**ACTIVITY**
Output all entries below exactly as they are given.

**RECORD EXTRACTS**
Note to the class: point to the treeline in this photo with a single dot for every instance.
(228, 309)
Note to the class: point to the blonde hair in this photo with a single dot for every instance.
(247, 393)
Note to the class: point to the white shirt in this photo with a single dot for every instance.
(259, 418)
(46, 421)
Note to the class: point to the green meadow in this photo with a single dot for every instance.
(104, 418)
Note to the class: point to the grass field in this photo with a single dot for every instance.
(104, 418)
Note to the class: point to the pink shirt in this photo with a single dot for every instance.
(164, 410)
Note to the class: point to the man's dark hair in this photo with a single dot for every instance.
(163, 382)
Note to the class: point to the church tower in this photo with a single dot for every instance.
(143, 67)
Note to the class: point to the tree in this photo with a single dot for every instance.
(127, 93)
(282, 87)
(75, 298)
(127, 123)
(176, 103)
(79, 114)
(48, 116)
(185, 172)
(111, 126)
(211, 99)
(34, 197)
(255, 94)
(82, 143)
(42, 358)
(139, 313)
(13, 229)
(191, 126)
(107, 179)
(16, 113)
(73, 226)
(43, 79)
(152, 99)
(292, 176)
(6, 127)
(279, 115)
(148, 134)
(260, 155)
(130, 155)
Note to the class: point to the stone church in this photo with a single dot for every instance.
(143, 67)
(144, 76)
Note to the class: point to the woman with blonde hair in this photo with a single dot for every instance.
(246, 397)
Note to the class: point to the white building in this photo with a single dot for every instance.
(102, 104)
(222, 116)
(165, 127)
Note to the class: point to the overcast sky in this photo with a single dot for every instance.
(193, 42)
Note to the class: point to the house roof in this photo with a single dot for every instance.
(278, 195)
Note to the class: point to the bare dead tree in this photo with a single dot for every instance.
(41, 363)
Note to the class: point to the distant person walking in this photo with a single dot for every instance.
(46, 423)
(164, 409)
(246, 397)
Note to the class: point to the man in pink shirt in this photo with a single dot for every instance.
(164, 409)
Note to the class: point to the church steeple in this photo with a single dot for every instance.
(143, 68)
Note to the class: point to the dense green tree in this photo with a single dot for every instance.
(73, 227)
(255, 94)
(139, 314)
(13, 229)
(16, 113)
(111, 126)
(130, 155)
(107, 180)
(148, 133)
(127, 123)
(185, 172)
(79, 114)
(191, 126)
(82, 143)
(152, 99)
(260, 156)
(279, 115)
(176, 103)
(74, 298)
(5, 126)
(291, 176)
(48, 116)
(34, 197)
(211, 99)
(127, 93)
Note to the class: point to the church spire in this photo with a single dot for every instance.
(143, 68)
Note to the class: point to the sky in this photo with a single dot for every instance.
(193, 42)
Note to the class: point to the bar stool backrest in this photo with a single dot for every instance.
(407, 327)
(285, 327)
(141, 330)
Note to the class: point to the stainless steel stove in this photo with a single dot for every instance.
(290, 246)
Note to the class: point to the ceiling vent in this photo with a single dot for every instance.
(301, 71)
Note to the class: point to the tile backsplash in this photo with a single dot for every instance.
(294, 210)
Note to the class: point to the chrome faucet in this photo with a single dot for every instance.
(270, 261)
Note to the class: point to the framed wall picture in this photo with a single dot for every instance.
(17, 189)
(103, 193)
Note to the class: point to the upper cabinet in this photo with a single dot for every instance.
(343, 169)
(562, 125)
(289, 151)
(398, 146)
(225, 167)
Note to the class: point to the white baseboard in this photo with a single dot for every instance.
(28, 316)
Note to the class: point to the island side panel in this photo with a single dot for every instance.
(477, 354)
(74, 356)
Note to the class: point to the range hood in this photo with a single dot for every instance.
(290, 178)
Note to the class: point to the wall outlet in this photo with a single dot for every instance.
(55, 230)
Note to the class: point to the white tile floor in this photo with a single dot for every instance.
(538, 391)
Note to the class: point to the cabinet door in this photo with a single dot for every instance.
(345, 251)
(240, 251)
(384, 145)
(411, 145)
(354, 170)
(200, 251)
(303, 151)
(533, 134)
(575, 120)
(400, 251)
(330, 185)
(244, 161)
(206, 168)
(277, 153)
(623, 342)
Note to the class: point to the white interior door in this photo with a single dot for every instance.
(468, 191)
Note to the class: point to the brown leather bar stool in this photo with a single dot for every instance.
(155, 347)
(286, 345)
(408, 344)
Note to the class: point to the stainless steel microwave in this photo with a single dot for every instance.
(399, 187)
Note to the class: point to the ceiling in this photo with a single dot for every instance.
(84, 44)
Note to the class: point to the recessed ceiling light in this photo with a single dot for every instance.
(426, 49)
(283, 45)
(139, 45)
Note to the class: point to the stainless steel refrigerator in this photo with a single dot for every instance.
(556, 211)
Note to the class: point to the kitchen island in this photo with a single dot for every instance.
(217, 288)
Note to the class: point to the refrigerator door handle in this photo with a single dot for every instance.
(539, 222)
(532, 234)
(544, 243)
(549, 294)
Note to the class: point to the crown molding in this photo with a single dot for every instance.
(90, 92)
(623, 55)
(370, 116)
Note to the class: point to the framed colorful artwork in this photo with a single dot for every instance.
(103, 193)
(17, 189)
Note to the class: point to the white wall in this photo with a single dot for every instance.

**ANSWER BELOW**
Note to the class: point to the treeline in this photo with a single dot for every instance.
(228, 309)
Note to the class: point to the blonde hair in this photo with a single dot for every instance.
(247, 393)
Note to the class: point to the white shirt in this photo with a single dot for every instance.
(259, 418)
(46, 421)
Note to the class: point to the green meadow in this photo with a single dot for every instance.
(104, 418)
Note to the class: point to the grass field in this photo with a single dot for every instance.
(104, 418)
Note to the class: point to the pink shirt in this photo with a single dot for every instance.
(164, 410)
Note to the class: point to the man's dark hair in this photo with a single dot for every instance.
(163, 382)
Note to the class: point to the church tower in this photo with a single dot for every instance.
(143, 67)
Note to the class: point to the tree in this photo with a single dot for every instance.
(127, 93)
(282, 87)
(75, 298)
(127, 123)
(176, 103)
(79, 114)
(48, 116)
(185, 172)
(111, 126)
(211, 99)
(34, 197)
(255, 94)
(82, 143)
(42, 358)
(139, 313)
(13, 229)
(191, 126)
(107, 179)
(16, 113)
(73, 226)
(43, 79)
(152, 99)
(292, 176)
(6, 127)
(279, 115)
(148, 134)
(260, 155)
(130, 155)
Note to the class: point to the stone church in this photo with a single dot for every instance.
(143, 67)
(144, 76)
Note to the class: point to the woman with blonde hair in this photo with a single dot for every instance.
(246, 397)
Note to the class: point to the white building in this photo with a single dot for every instance.
(102, 104)
(222, 116)
(165, 127)
Note to the class: point to the overcast sky in this photo with a single dot for every instance.
(193, 42)
Note to the class: point to the house roof in this photo with a single dot for every instance.
(278, 195)
Note to the class: point to the bare dead tree in this photo with a single dot for every instance.
(41, 363)
Note to the class: point to the distant person walking in this photo with a single dot for every instance.
(46, 423)
(164, 409)
(246, 397)
Note to the class: point to the man in pink shirt in this photo with a single dot for every instance.
(164, 409)
Note to the class: point to the church steeple in this photo with a single dot for every instance.
(143, 68)
Note to the class: point to the dense green tree in this photo with a single dot for every instance.
(73, 227)
(255, 94)
(139, 314)
(13, 229)
(16, 113)
(111, 126)
(130, 155)
(107, 180)
(148, 133)
(127, 123)
(185, 172)
(79, 114)
(191, 126)
(82, 143)
(152, 99)
(260, 156)
(279, 115)
(176, 103)
(74, 298)
(5, 126)
(291, 176)
(48, 116)
(34, 197)
(211, 99)
(127, 93)
Note to the class: point to the church spire in this photo with a single dot for every instance.
(143, 68)
Note to the class: point to the sky in this photo with a single dot for every instance.
(193, 42)
Note to the class: point to the bar stool backrest in this photo with a single dot for every instance.
(407, 327)
(285, 327)
(141, 330)
Note to the class: point to the stainless steel stove in this photo with a single dot for every instance.
(290, 246)
Note to the class: point to the ceiling vent in this photo with a single dot for every instance.
(301, 71)
Note to the class: point to the tile backsplash in this photo with a single dot for every instance.
(294, 210)
Note to the class: point to the chrome faucet in this photo with a single dot for every instance.
(270, 261)
Note to the class: point to the framed wall picture in this photo with a single dot for every instance.
(17, 189)
(103, 193)
Note to the class: point to the upper cabinet in this photo with a single dot for every instance.
(343, 169)
(562, 125)
(289, 151)
(398, 146)
(225, 167)
Note to the class: point to the white baseboard in this photo with a single dot for every instance.
(28, 316)
Note to the class: point to the island side panel in this photo with a single dot for every instance.
(477, 354)
(74, 356)
Note to the class: point to the range hood in this photo with a single dot for every instance.
(290, 178)
Note to the class: point to the wall outlet in this photo with a single dot for every instance.
(55, 230)
Note to the class: point to the white tile floor in this photo with a single dot for every instance.
(538, 391)
Note to the class: point to the cabinet door in this photo with a single dot for every instance.
(345, 251)
(240, 251)
(384, 145)
(411, 145)
(354, 170)
(200, 251)
(303, 151)
(533, 134)
(575, 120)
(400, 251)
(330, 185)
(244, 161)
(206, 168)
(277, 153)
(623, 342)
Note to the class: point to the white interior door in this photo with a single dot for every instance.
(468, 191)
Note to the class: point to the brown leather bar stool in this photo with a single dot for every instance.
(155, 347)
(286, 345)
(408, 344)
Note to the class: point to the stainless steel microwave in this photo with a single dot for every instance.
(399, 187)
Note to the class: point to the ceiling in this photo with a single dot for every instance.
(84, 44)
Note to the class: point to the recessed ceiling light in this photo with a single dot for every instance.
(426, 49)
(283, 45)
(139, 45)
Note to the class: point to the stainless steel refrigerator in this photo with a single dot for every instance.
(556, 211)
Note to the class: point to the kitchen island in this photo with a single dot for every instance.
(217, 288)
Note to the class: point to the refrigerator door handle in this photo with a single dot for every instance.
(539, 222)
(532, 234)
(544, 243)
(549, 294)
Note to the class: point to the crown molding in this photo with a single dot for every instance.
(90, 92)
(623, 55)
(370, 116)
Note to the class: point to the framed colorful artwork in this photo with a single dot for every instance.
(103, 193)
(17, 189)
Note to the class: point to the white wall in this photo with a single dot for every instance.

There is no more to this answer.